--- Records to use ---

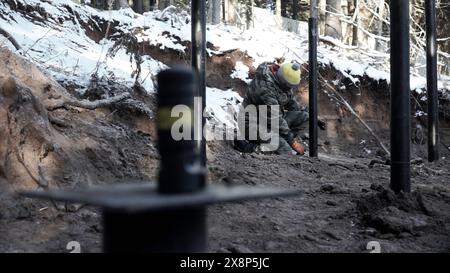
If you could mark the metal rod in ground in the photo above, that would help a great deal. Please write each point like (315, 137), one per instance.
(198, 61)
(400, 97)
(432, 87)
(313, 39)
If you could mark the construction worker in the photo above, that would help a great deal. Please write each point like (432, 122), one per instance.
(274, 85)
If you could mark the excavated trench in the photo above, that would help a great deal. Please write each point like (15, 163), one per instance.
(346, 201)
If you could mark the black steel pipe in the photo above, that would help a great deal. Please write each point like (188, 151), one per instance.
(313, 133)
(198, 61)
(180, 162)
(180, 230)
(400, 97)
(432, 85)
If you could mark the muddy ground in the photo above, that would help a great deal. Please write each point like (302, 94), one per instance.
(344, 205)
(346, 201)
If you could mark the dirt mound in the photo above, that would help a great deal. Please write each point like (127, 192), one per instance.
(49, 138)
(412, 213)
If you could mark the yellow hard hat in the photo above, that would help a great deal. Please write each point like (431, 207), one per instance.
(289, 74)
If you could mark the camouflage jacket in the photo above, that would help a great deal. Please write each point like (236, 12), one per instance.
(265, 89)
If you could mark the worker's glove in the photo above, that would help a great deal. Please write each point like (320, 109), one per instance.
(298, 147)
(322, 125)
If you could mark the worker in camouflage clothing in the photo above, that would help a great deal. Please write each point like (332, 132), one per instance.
(273, 85)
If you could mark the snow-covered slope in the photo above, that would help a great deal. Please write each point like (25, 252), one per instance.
(53, 36)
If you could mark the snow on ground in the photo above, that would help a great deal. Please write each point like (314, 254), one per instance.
(64, 50)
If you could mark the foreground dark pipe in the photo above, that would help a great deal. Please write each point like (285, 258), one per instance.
(400, 97)
(170, 230)
(313, 36)
(432, 88)
(198, 59)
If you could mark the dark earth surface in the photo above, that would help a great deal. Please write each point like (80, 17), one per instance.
(345, 201)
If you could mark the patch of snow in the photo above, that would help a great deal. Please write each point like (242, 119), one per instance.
(241, 72)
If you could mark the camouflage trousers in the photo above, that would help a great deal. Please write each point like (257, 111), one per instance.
(295, 120)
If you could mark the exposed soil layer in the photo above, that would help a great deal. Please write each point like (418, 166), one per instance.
(346, 201)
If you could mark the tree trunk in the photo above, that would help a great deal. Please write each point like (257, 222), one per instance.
(295, 9)
(351, 33)
(379, 25)
(321, 8)
(164, 4)
(249, 13)
(333, 26)
(121, 4)
(230, 11)
(284, 8)
(213, 12)
(278, 8)
(138, 6)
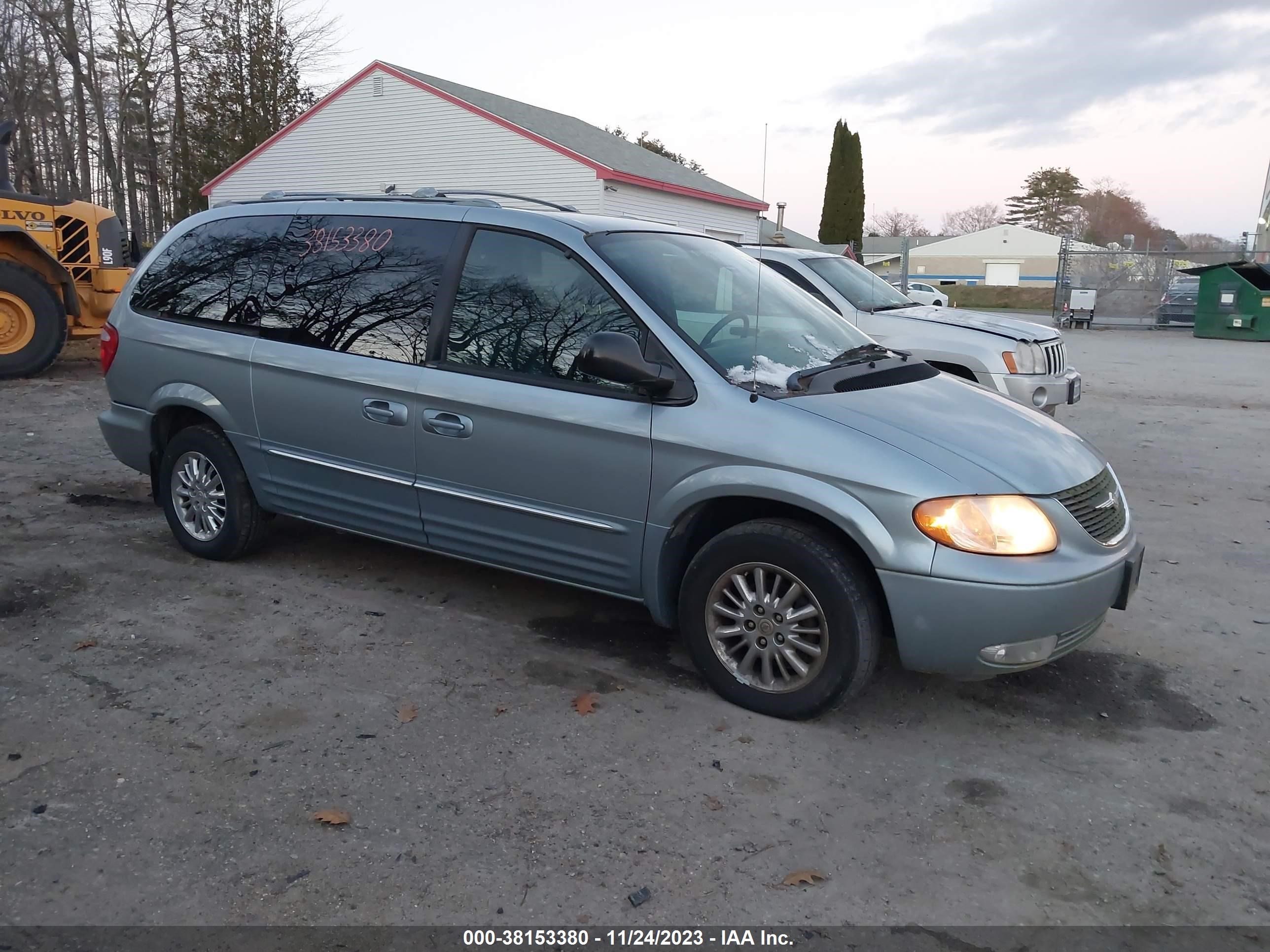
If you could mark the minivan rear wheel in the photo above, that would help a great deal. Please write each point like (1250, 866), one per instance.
(780, 618)
(206, 497)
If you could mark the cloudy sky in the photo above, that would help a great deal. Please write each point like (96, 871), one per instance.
(955, 102)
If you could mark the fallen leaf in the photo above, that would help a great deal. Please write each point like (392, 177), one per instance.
(336, 818)
(804, 878)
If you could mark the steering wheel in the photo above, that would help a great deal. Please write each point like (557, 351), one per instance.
(723, 323)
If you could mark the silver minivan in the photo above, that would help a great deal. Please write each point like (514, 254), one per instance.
(618, 406)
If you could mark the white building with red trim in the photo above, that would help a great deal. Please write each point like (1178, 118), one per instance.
(394, 126)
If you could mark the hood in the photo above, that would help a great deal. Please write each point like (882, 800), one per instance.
(1013, 328)
(982, 440)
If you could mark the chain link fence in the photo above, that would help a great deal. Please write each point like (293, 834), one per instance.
(1129, 287)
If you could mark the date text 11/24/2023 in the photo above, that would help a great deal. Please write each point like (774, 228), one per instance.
(583, 938)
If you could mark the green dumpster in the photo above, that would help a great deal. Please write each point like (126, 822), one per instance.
(1234, 301)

---

- Task to complete
Please present the material above as a Markdown table with a Row column giving each line's number and a Line column giving the line. Begin at the line that contains "If you could mark the chain", continue through the end of the material, and skip any blank lines.

- The reply
| Row | Line |
|---|---|
| 1 | If you could mark the chain link fence in the photo above, that would help a great deal. Please write each point like (293, 834), one per instance. |
| 2 | (1129, 287) |
| 3 | If you could mark the date text 11/24/2023 in the photo above, that would help a great deal. Please write each point like (774, 228), one per instance. |
| 4 | (583, 938) |
| 5 | If you could mark the green dumpster in the photo above, that would help a great deal. Please write each point like (126, 822), one per instance. |
| 6 | (1234, 301) |